*Task requirements*. Show every line of the records below that contains the string "pole", matching case exactly.

*Data lines*.
────────────────────

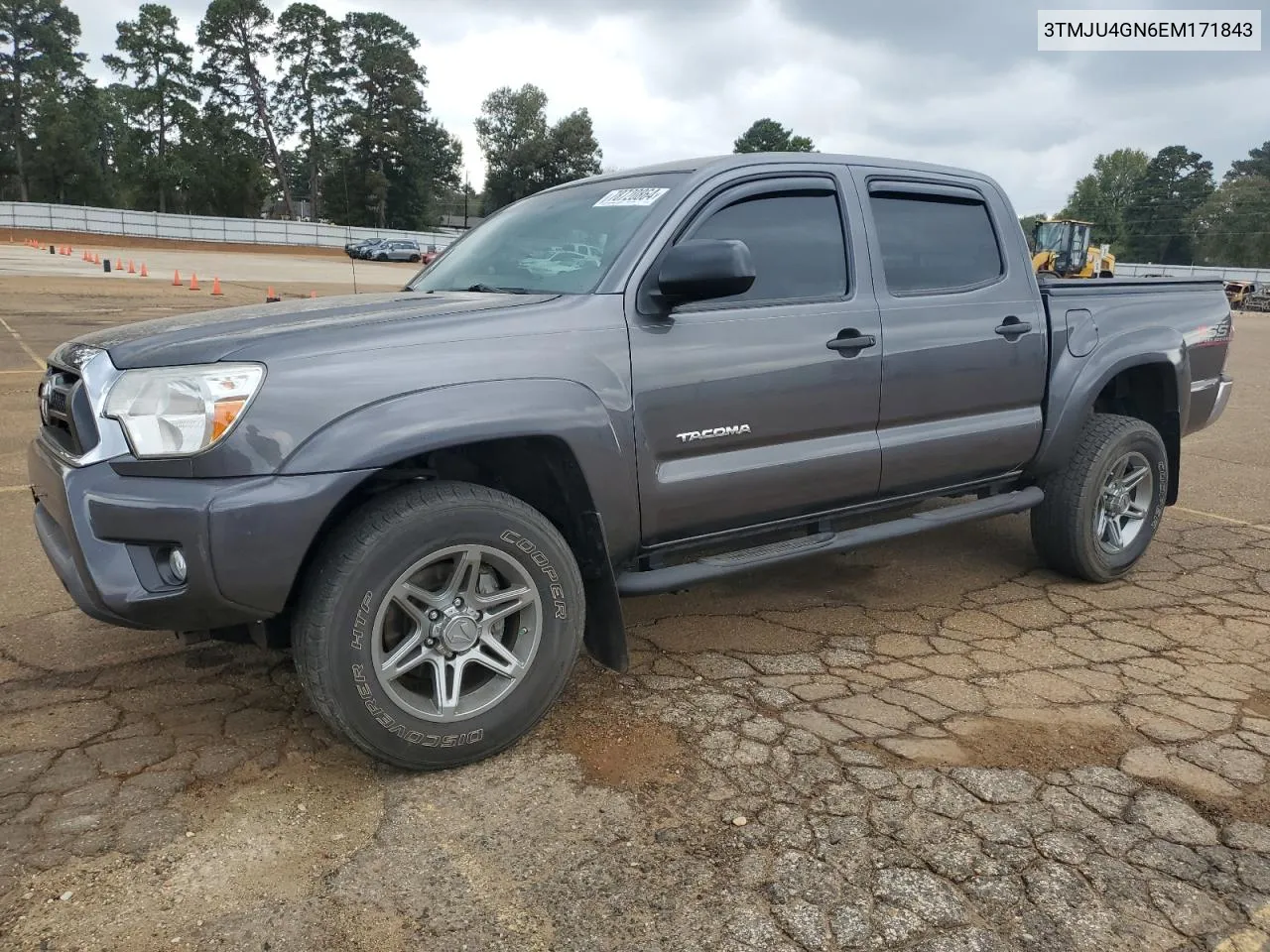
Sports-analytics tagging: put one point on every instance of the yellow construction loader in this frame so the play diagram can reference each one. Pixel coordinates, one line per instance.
(1062, 248)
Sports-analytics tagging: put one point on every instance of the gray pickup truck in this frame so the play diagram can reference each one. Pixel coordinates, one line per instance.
(436, 497)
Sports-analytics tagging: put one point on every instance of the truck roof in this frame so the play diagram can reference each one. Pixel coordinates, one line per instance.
(720, 163)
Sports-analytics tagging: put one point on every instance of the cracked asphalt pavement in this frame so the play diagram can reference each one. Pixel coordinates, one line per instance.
(929, 746)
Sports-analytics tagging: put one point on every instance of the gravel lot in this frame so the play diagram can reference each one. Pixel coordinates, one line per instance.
(933, 746)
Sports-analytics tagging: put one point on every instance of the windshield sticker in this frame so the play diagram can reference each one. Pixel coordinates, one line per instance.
(630, 197)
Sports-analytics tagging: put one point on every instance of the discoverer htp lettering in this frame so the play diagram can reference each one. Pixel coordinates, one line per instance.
(400, 730)
(731, 430)
(362, 620)
(539, 557)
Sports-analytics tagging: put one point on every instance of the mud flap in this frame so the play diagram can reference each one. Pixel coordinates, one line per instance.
(604, 635)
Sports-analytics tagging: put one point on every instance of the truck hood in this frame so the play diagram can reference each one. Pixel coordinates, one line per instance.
(213, 335)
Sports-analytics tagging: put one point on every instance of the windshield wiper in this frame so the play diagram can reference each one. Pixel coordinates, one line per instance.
(494, 290)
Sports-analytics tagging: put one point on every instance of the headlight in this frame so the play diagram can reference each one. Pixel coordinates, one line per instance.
(182, 411)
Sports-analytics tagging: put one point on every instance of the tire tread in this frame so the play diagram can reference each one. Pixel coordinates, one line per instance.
(345, 548)
(1056, 524)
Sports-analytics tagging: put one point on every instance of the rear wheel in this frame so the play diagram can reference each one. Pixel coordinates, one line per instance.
(439, 625)
(1102, 509)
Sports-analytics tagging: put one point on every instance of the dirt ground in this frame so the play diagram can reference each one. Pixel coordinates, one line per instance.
(79, 240)
(928, 746)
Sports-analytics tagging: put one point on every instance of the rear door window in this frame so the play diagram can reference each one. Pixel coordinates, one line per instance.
(795, 240)
(935, 243)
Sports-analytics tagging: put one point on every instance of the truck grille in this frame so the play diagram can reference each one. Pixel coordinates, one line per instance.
(66, 413)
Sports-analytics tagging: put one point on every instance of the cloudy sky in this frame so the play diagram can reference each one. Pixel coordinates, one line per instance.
(956, 82)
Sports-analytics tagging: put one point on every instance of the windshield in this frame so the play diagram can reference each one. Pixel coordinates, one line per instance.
(558, 243)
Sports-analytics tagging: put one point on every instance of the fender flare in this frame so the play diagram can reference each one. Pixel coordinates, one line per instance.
(1076, 384)
(384, 433)
(379, 435)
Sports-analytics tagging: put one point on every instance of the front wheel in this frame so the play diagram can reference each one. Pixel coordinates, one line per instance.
(1102, 509)
(439, 625)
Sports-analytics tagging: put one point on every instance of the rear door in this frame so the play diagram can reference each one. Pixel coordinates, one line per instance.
(743, 411)
(965, 338)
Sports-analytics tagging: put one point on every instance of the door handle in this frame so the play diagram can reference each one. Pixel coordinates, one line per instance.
(851, 341)
(1012, 327)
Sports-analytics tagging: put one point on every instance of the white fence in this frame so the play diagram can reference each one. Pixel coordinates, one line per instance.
(195, 227)
(1192, 271)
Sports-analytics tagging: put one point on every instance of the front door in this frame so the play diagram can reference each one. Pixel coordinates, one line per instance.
(743, 409)
(965, 333)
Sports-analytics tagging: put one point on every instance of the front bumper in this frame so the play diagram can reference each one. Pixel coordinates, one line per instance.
(244, 539)
(1207, 400)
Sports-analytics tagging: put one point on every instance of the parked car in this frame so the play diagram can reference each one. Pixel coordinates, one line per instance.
(353, 249)
(558, 263)
(395, 250)
(436, 497)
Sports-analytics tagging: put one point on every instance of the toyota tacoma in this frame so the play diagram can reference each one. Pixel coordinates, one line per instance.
(437, 497)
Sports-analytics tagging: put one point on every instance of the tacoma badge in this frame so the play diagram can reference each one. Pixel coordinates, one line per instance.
(734, 430)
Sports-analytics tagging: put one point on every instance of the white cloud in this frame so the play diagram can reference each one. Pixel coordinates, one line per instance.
(953, 84)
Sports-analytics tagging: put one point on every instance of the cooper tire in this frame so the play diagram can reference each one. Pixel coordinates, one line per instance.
(1071, 527)
(340, 633)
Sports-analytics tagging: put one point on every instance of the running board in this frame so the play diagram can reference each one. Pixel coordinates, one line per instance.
(679, 576)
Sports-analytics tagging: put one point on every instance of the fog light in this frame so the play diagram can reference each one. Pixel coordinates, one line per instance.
(177, 563)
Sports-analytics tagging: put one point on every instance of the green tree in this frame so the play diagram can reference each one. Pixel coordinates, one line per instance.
(71, 160)
(37, 53)
(220, 162)
(575, 153)
(1234, 223)
(402, 159)
(162, 93)
(1256, 164)
(770, 136)
(524, 154)
(234, 35)
(1160, 218)
(313, 87)
(1102, 195)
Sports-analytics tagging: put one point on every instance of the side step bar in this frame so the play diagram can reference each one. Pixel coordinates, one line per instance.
(679, 576)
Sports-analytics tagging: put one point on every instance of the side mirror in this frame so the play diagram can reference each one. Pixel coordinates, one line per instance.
(702, 270)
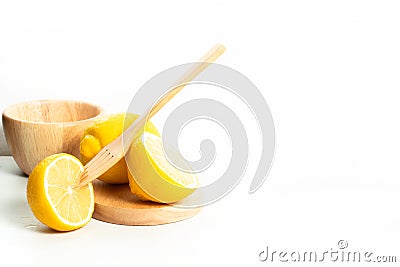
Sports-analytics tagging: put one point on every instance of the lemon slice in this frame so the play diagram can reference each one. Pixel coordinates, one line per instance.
(53, 196)
(152, 176)
(102, 132)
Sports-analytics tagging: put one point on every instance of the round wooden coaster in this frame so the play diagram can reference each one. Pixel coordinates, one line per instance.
(116, 204)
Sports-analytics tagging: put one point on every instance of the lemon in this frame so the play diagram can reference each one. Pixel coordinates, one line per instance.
(53, 196)
(101, 133)
(152, 176)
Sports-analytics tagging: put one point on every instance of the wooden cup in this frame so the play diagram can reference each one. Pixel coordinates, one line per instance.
(37, 129)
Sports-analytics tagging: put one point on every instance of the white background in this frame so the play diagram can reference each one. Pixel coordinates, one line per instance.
(329, 71)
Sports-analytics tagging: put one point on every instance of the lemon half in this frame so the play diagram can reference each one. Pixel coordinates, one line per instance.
(152, 176)
(54, 197)
(101, 133)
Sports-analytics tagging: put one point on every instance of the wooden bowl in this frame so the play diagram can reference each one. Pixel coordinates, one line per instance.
(37, 129)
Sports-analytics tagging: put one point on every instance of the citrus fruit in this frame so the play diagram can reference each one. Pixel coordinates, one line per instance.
(54, 197)
(152, 176)
(101, 133)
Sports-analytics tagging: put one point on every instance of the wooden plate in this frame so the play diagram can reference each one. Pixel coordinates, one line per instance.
(116, 204)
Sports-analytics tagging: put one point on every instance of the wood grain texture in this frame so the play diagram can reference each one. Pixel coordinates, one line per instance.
(37, 129)
(116, 204)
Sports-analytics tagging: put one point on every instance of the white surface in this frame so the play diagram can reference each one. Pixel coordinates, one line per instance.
(328, 69)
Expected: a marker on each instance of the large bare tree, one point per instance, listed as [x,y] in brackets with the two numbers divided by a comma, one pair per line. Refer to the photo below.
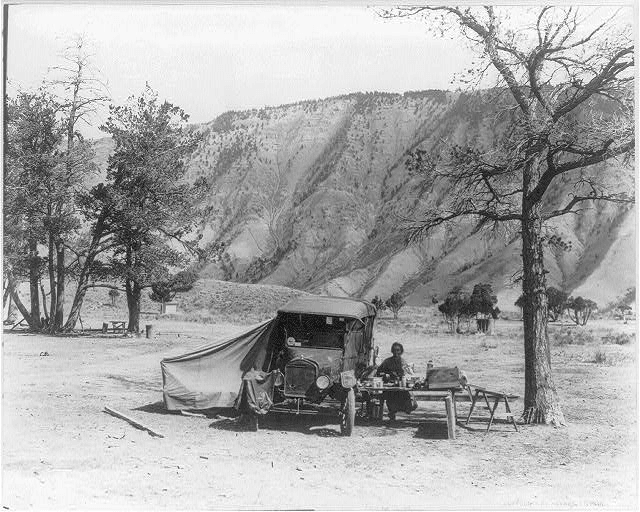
[81,92]
[564,100]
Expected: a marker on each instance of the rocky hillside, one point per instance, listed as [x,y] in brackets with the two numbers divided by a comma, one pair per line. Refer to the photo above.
[311,196]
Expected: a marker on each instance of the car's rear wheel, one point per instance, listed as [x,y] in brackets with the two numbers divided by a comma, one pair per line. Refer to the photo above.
[253,423]
[348,413]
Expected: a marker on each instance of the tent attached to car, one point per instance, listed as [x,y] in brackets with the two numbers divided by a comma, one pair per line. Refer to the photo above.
[211,375]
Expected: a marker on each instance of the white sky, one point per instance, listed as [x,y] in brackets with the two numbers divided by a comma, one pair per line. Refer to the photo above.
[212,58]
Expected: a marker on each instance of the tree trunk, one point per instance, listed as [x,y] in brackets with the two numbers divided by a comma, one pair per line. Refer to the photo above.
[34,281]
[18,302]
[44,303]
[134,293]
[59,312]
[541,403]
[52,283]
[85,273]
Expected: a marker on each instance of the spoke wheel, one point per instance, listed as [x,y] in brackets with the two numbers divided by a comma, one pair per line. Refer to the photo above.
[348,413]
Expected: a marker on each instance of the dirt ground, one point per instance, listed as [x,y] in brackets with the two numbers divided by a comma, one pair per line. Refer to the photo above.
[60,451]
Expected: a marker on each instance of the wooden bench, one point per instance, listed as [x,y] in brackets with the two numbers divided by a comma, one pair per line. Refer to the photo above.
[497,396]
[446,396]
[119,326]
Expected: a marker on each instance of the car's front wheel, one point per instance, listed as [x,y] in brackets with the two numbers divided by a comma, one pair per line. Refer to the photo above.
[348,413]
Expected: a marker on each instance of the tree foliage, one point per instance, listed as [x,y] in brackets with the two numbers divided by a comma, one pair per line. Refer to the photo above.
[563,105]
[152,207]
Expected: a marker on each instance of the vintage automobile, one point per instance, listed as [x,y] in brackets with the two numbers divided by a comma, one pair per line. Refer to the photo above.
[323,345]
[313,351]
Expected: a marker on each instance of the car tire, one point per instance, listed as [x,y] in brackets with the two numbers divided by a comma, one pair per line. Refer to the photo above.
[253,423]
[348,413]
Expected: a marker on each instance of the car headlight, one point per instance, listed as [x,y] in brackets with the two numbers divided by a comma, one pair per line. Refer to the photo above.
[323,382]
[348,379]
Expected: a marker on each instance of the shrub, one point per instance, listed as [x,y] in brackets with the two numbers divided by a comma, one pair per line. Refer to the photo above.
[621,338]
[395,303]
[600,357]
[573,337]
[378,303]
[580,309]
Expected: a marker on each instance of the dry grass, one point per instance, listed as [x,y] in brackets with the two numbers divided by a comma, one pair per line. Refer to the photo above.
[58,442]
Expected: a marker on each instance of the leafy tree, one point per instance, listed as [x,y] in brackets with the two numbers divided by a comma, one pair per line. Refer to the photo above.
[80,92]
[557,303]
[564,106]
[31,184]
[580,310]
[378,303]
[165,291]
[152,206]
[395,303]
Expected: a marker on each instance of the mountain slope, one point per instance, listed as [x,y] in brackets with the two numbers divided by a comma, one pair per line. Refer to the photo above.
[311,196]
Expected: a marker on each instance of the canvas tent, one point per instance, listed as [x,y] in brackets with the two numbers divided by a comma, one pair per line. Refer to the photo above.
[211,375]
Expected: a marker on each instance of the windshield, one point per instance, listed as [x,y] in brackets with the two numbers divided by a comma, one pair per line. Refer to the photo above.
[314,330]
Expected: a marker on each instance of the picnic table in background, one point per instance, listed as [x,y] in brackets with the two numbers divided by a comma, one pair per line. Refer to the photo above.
[497,396]
[422,395]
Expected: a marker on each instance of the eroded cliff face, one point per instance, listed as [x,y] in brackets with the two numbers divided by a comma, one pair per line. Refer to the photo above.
[312,195]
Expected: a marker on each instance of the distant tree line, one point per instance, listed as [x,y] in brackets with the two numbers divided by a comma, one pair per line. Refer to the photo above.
[578,308]
[460,306]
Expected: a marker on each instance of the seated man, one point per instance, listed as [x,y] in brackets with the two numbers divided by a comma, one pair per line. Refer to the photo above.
[393,369]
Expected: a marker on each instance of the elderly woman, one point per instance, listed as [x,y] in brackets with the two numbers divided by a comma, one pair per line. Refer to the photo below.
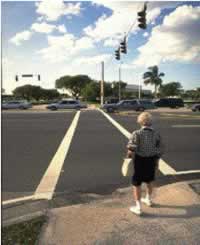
[146,145]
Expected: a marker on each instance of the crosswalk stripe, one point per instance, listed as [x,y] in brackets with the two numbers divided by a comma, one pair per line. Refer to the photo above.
[48,183]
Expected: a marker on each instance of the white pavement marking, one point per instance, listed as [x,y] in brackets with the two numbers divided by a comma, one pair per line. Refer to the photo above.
[163,166]
[188,172]
[48,183]
[186,126]
[15,200]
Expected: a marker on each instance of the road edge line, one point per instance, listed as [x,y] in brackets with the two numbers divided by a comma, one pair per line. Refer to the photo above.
[46,187]
[163,166]
[16,200]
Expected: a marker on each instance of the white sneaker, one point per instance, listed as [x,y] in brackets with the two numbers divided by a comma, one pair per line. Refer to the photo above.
[146,201]
[135,210]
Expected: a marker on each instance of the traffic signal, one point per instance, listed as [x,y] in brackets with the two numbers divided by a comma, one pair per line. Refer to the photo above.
[117,54]
[123,46]
[142,18]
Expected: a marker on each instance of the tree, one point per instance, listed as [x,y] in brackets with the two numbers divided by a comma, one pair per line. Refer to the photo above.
[115,88]
[29,92]
[24,92]
[153,77]
[171,89]
[191,94]
[3,90]
[91,91]
[50,94]
[74,83]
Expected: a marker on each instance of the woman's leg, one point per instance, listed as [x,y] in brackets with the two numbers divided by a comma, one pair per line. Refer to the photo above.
[137,193]
[149,190]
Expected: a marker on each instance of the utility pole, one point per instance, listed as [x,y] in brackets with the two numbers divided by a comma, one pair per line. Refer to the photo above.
[139,90]
[120,81]
[102,83]
[2,57]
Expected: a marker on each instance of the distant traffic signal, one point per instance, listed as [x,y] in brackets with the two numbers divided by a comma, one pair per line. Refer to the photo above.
[123,46]
[142,18]
[117,54]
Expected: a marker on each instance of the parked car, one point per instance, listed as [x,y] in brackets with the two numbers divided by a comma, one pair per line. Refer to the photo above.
[22,105]
[196,107]
[169,102]
[66,104]
[128,105]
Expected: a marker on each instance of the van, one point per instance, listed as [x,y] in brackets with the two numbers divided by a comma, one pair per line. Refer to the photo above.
[169,102]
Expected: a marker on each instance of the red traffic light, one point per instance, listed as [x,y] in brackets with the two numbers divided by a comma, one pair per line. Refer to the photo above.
[117,54]
[123,46]
[142,18]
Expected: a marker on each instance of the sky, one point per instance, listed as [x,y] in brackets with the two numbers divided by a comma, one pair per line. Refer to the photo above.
[55,38]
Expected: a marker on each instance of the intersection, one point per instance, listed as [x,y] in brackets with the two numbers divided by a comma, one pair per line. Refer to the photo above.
[96,150]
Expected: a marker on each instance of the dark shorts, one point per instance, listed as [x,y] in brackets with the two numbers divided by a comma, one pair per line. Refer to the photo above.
[144,169]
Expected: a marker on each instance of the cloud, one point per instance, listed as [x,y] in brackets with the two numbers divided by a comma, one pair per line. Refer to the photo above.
[20,37]
[62,48]
[146,34]
[93,60]
[177,39]
[124,14]
[47,28]
[62,29]
[43,27]
[52,10]
[111,42]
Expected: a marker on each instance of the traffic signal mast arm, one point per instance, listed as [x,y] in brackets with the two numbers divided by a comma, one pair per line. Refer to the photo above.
[142,18]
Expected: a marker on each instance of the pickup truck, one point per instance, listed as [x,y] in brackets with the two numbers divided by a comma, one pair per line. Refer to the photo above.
[129,105]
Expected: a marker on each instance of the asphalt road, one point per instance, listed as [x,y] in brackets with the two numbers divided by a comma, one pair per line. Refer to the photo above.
[95,157]
[30,140]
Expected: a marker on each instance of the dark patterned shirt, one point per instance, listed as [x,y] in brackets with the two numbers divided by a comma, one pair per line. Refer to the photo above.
[146,142]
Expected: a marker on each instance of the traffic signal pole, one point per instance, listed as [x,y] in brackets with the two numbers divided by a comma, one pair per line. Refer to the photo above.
[120,81]
[102,83]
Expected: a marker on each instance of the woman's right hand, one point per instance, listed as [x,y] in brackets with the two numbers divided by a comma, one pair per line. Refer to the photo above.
[129,154]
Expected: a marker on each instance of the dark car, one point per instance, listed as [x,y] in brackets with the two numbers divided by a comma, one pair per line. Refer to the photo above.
[22,105]
[196,107]
[128,105]
[66,104]
[169,102]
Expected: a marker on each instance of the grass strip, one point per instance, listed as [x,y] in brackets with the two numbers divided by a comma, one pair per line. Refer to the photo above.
[25,233]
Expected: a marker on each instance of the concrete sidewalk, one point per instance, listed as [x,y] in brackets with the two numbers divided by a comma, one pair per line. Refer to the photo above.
[174,220]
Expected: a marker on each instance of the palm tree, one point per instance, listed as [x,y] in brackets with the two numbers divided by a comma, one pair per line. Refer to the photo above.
[153,77]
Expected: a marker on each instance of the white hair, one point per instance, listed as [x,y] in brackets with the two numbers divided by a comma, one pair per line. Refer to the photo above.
[145,119]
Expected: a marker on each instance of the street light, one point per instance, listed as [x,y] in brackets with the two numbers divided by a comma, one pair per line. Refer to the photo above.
[120,80]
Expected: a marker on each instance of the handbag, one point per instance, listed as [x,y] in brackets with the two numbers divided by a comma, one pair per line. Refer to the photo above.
[127,167]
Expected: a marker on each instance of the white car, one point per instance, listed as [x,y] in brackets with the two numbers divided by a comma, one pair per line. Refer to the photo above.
[22,105]
[196,107]
[66,104]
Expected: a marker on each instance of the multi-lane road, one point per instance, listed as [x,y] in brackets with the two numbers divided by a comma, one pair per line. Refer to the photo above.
[56,152]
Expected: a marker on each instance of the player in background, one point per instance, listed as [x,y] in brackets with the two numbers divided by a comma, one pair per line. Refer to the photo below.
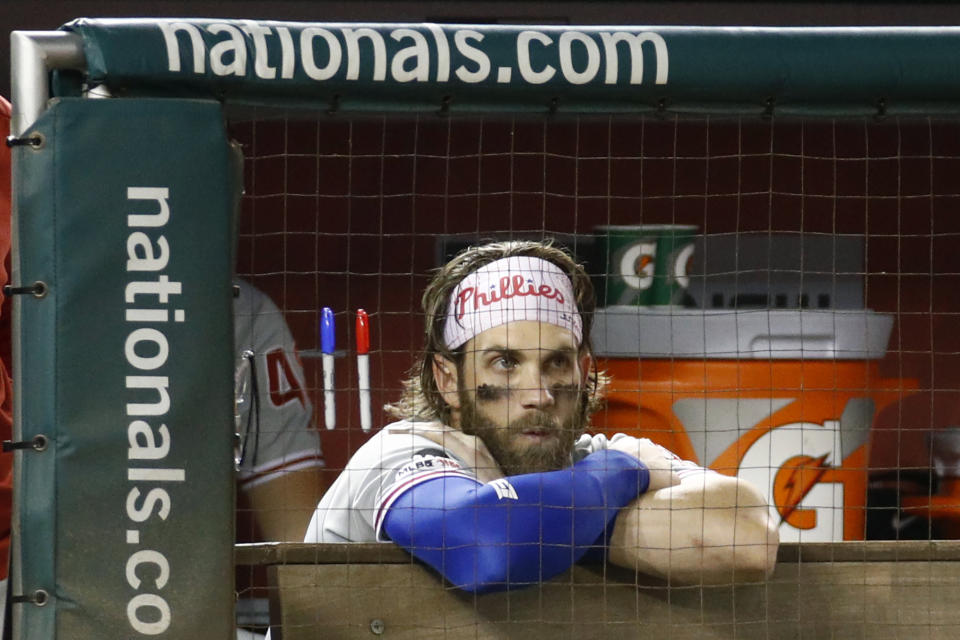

────────────────────

*The solution*.
Expected: a marker on each instance of the utility pole, one point per instance, listed as [x,y] in brackets with the two numbers divided by a comma, one pair per line. Refer to the photo above.
Expected: a marker on each instance of the traffic signal pole, one point per instance, listed as [x,y] in brackets with the two numbers divided by a comma, one pair per line. Refer to the photo above.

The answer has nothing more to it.